#### [TASK GOAL]
Swap "Detect" for "Locate" everywhere in the records below, keeping everything else the same. Can you rewrite the records with that change but without the pictures?

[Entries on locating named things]
--- start ---

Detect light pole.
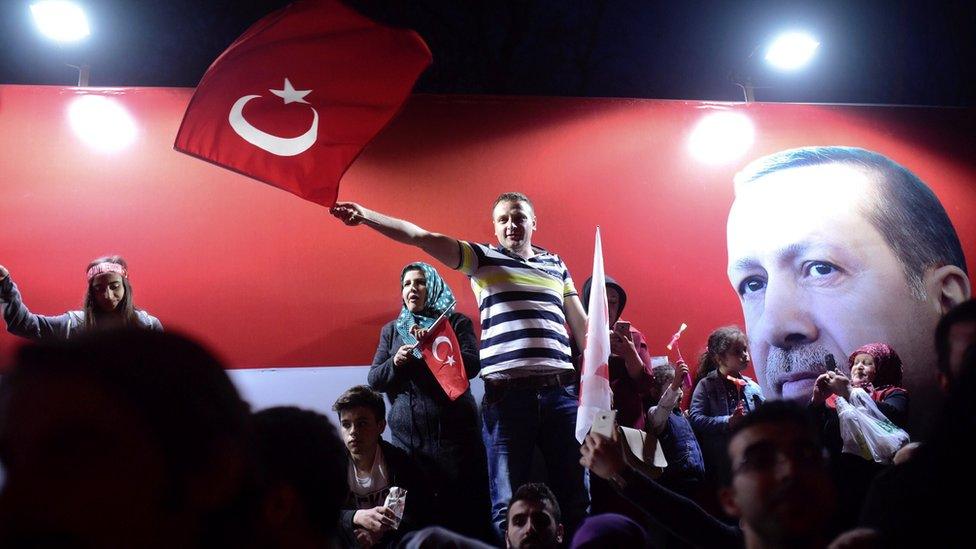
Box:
[730,32,820,103]
[30,0,91,87]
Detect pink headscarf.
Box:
[847,343,903,390]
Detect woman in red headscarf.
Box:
[813,343,909,428]
[810,343,908,529]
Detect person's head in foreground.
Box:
[505,483,563,549]
[719,401,835,547]
[491,192,536,257]
[253,406,348,548]
[727,147,970,416]
[0,330,253,547]
[332,385,386,464]
[935,299,976,392]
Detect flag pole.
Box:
[417,299,457,347]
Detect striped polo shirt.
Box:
[458,241,576,377]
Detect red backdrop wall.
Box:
[0,86,976,374]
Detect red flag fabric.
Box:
[174,0,431,206]
[418,315,468,400]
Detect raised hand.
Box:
[329,202,366,226]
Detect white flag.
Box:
[576,227,612,442]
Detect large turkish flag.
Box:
[174,0,431,206]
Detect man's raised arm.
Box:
[563,295,586,352]
[329,202,461,269]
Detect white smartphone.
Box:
[590,410,617,438]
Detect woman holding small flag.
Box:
[368,262,492,539]
[688,326,763,481]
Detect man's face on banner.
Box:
[728,164,940,400]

--- end ---

#### [IN RESPONSE]
Locate light pole.
Box:
[730,32,820,103]
[30,0,91,87]
Locate pink headscarf.
Box:
[847,343,903,390]
Locate woman in red headscarf.
Box:
[813,343,909,428]
[810,343,908,529]
Locate person's head in foreground.
Box:
[505,483,563,549]
[719,401,835,547]
[491,192,536,257]
[253,406,348,548]
[727,147,970,416]
[0,330,253,547]
[332,385,386,464]
[935,299,976,392]
Locate flag pole.
Box:
[417,299,457,347]
Locate striped polo shirt.
Box:
[458,241,576,377]
Locate red backdrop wall.
Box:
[0,86,976,374]
Locate red flag fabric.
Box:
[174,0,431,206]
[418,315,468,400]
Locate raised hand.
Box:
[329,202,366,226]
Locate white flag.
Box:
[576,227,612,442]
Locate large turkish flag.
Box:
[174,0,431,206]
Locate man's raised arm.
Box:
[563,295,586,352]
[329,202,461,269]
Locate white smartphone.
Box:
[590,410,617,438]
Locate woman holding small flag.
Box:
[368,262,492,539]
[688,326,763,481]
Locate man's face on banner.
Box:
[728,164,940,400]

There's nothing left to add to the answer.